Document extract:
* BEGIN *
Higher Kinds in C# with language-ext [Part 6 - traversables]
This is a multi-part series of articles, it's worth going back to the earlier parts if you haven't read them already:
- Part 1 - Introduction, traits, semigroups, and monoids
- Part 2 - Functors
- Part 3 - Foldables
- Part 4 - Applicatives
- Part 5 - Validation
One interesting stat is that I have managed to remove nearly half a million lines of code from the v5
release of language-ext. At least 200,000 of those lines were auto-generated by some T4 templates (LanguageExt.Transfomers
, which has now been deleted entirely); the rest of the deletions were from hand-written types and extension methods used to simulate higher-kinds (OptionAsync<A>
for example, is emulating the (new) monad-transformer stack OptionT<IO, A>
).
The reason that so many lines of code have been removed is because we don't need to emulate higher-kinds any more, we really can write: OptionT<IO, A>
, whereas before we relied on generated extension methods (I'll talk about transformers in a later article).
So, if the removal of nearly half a million lines of code doesn't justify the techniques I am highlighting in this series, I really don't know what will! Less code pretty much always means fewer bugs and easier long-term maintenance – something I am particularly looking forward to once this release is stable!
Also, v5
has much more functionality – not less!
* END *
Set exercise A: Transcribe the part of the language-ext article that starts at "The reason that" and ends after "release is stable!".

Data for processing:
* BEGIN *
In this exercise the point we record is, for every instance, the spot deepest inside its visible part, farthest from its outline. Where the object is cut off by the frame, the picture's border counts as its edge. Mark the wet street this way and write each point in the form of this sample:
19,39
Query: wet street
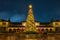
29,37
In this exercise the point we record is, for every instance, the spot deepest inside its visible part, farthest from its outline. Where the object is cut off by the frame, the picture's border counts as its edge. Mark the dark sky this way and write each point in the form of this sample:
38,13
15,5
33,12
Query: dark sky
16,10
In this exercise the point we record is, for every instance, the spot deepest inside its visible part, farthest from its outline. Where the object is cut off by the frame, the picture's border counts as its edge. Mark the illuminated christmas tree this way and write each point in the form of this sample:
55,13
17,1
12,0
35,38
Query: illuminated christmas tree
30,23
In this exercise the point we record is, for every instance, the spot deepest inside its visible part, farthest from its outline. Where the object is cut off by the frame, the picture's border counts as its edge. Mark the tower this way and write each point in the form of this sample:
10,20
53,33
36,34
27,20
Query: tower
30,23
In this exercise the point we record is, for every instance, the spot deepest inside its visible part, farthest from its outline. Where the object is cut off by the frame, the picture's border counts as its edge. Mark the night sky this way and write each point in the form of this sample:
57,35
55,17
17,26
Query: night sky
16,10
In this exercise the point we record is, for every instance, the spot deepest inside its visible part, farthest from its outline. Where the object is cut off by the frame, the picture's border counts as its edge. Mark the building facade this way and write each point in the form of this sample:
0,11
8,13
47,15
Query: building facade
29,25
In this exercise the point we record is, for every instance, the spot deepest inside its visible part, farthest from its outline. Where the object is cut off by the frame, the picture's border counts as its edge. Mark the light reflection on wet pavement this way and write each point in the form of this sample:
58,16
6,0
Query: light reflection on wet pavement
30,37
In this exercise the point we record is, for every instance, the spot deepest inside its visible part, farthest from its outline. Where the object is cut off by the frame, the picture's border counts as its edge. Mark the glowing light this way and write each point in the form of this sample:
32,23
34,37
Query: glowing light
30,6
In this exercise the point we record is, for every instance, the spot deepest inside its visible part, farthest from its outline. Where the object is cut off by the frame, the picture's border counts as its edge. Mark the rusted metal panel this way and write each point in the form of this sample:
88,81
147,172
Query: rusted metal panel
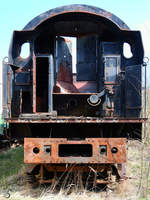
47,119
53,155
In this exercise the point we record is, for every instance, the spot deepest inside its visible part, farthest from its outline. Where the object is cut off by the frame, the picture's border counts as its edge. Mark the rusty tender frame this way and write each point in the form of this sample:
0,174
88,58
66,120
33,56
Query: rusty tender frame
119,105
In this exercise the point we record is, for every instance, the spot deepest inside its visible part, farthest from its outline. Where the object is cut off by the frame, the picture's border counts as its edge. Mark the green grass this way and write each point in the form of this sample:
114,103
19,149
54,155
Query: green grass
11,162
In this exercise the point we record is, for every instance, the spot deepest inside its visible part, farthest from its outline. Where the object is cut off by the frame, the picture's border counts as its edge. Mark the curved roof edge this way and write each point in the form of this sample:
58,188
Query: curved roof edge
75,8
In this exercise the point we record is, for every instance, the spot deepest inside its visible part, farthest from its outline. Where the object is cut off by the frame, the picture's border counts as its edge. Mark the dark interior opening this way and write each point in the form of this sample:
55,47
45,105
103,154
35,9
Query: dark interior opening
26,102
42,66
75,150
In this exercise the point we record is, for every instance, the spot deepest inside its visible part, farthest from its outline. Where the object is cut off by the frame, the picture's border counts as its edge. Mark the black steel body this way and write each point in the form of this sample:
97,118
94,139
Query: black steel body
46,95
* END *
* BEGIN *
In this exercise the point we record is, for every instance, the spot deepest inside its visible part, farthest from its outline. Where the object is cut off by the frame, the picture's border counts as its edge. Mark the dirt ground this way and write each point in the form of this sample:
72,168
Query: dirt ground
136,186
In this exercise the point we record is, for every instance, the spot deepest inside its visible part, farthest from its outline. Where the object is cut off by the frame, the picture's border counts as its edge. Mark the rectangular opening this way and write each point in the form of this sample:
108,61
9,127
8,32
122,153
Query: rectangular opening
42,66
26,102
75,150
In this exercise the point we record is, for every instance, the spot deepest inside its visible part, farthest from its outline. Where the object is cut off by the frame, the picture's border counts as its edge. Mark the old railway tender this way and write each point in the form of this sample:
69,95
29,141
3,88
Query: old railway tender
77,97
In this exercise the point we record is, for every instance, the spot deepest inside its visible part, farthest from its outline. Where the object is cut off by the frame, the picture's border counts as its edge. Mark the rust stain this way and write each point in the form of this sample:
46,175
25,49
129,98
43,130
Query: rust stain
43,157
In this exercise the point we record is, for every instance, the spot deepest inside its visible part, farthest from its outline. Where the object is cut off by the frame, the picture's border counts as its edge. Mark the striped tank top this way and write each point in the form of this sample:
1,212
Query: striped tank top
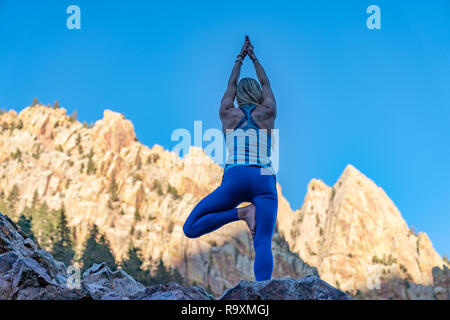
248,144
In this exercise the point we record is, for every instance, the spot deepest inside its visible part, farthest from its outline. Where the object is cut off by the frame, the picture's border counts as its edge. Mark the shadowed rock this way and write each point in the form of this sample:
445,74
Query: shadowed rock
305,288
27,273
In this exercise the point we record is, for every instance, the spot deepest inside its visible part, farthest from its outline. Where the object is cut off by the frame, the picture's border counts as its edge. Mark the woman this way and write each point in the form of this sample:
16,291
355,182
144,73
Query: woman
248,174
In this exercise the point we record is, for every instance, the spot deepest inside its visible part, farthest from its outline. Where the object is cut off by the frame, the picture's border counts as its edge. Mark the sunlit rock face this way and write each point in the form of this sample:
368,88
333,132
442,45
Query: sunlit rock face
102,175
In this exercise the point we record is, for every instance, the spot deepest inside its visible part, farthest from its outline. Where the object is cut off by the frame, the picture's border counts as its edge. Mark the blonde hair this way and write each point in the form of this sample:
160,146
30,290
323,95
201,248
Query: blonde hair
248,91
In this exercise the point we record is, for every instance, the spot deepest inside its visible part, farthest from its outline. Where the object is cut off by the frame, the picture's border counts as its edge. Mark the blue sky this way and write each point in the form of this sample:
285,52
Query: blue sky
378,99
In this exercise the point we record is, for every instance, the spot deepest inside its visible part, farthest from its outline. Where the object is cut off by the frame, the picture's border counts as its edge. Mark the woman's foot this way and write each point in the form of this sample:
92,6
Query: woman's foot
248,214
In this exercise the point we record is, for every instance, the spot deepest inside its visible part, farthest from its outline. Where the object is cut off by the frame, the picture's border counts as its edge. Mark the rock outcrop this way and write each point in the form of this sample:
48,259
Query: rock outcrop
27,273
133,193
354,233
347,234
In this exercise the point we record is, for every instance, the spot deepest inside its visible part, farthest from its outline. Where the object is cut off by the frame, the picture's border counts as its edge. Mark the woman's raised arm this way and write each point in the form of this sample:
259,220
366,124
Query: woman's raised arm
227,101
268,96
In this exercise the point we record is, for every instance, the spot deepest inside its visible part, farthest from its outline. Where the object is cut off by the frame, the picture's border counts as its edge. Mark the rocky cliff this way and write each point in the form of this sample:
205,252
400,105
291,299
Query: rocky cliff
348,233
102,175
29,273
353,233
* END *
Set exercise B: Gather every line in the entries that contains the word "rocky".

Expected answer A:
The reason that so many lines of code have been removed is because we don't need to emulate higher-kinds any more, we really can write: OptionT<IO, A>
, whereas before we relied on generated extension methods (I'll talk about transformers in a later article).
So, if the removal of nearly half a million lines of code doesn't justify the techniques I am highlighting in this series, I really don't know what will! Less code pretty much always means fewer bugs and easier long-term maintenance – something I am particularly looking forward to once this release is stable!

Expected answer B:
In this exercise the point we record is, for every instance, the spot deepest inside its visible part, farthest from its outline. Where the object is cut off by the frame, the picture's border counts as its edge. Mark the rocky cliff this way and write each point in the form of this sample:
Query: rocky cliff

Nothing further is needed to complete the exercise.